----- Raw records

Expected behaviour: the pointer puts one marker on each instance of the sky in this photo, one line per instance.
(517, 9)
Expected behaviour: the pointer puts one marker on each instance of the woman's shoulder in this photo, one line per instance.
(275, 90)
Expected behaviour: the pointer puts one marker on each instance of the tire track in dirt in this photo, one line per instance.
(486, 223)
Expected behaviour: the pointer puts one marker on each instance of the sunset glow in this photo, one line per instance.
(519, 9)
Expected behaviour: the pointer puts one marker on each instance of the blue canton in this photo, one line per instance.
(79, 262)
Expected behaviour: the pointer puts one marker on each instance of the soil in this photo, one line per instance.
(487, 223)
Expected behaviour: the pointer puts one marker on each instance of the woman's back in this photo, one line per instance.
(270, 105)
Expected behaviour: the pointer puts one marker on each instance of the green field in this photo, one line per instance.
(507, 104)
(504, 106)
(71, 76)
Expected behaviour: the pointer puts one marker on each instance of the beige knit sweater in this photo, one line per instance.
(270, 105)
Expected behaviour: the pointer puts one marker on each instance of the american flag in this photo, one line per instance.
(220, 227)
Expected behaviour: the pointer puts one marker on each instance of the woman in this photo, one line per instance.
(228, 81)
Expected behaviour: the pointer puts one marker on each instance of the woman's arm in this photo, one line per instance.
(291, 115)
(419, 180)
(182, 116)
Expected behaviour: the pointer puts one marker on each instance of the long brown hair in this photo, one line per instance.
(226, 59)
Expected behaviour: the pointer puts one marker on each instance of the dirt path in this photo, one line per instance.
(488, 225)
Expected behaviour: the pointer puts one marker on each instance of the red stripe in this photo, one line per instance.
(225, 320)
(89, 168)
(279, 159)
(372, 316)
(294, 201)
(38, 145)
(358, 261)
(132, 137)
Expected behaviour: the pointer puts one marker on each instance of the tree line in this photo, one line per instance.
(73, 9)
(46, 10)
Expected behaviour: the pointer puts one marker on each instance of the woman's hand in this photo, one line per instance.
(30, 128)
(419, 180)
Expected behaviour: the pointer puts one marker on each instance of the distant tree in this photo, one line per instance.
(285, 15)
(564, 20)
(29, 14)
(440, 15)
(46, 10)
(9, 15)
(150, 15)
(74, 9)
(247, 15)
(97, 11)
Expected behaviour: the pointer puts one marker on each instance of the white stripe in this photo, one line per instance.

----------

# The request
Reproduce every one of the lines above word for word, leaving nothing out and changing nothing.

# Full solution
Expected behaviour: the pointer puts one marker on each instance of the sky in this photo, one line per instance.
(517, 9)
Expected behaviour: the pointer puts one marker on each instance of the woman's shoulder in this photo, one line per instance.
(275, 90)
Expected behaviour: the pointer puts one marker on each instance of the tire track in dirt in this photo, one line per instance.
(486, 223)
Expected behaviour: the pointer puts one marker on each instance of the sunset glow in this photo, one line per instance.
(519, 9)
Expected behaviour: the pointer puts one marker on each instance of the blue canton in this photo, one line per instance.
(79, 262)
Expected behaviour: the pointer puts one marker on each instance of the soil in this photo, one line per instance.
(487, 223)
Expected behaviour: the pointer puts one marker on each instance of the woman's back in this photo, one line per instance.
(270, 105)
Expected behaviour: the pointer puts one marker on each instance of the green field in this photo, one line per instance.
(507, 104)
(504, 106)
(71, 76)
Expected behaviour: the pointer puts one marker on each instance of the beige knit sweater in this photo, one line per instance.
(270, 105)
Expected behaviour: the pointer puts one marker on each instance of the american flag in this photo, one line per instance.
(220, 227)
Expected behaviour: the pointer puts one marker on each instance of the woman in this photo, one line per instance.
(228, 81)
Expected behaviour: the pointer puts one marker on each instance of the woman's arm in this photo, one line per instance.
(291, 115)
(419, 180)
(182, 116)
Expected behaviour: the pointer puts one marker on each instance of the long brown hair in this photo, one line per instance.
(226, 59)
Expected behaviour: the pointer puts one marker on each instance of the dirt path in this photo, one line per instance.
(488, 225)
Expected behaviour: the pointer puts one marker on each instance of the red stripe in this photo, one line per instance.
(225, 320)
(89, 168)
(279, 159)
(372, 316)
(294, 201)
(38, 145)
(358, 261)
(132, 137)
Expected behaviour: the pointer puts one marker on each instance of the tree line in this photo, one line per instance.
(73, 9)
(46, 10)
Expected behaviour: the pointer puts one marker on each instance of the woman's hand in this photo, one line per instance.
(30, 128)
(419, 180)
Expected behaviour: the pointer puts one marker on each instance of the distant tree in this photo, one line per instance.
(285, 15)
(564, 20)
(29, 14)
(440, 15)
(46, 10)
(9, 15)
(150, 15)
(74, 9)
(247, 15)
(97, 11)
Expected behaviour: the pointer puts one marker on each instance of the white stripe in this photo, one line per instance.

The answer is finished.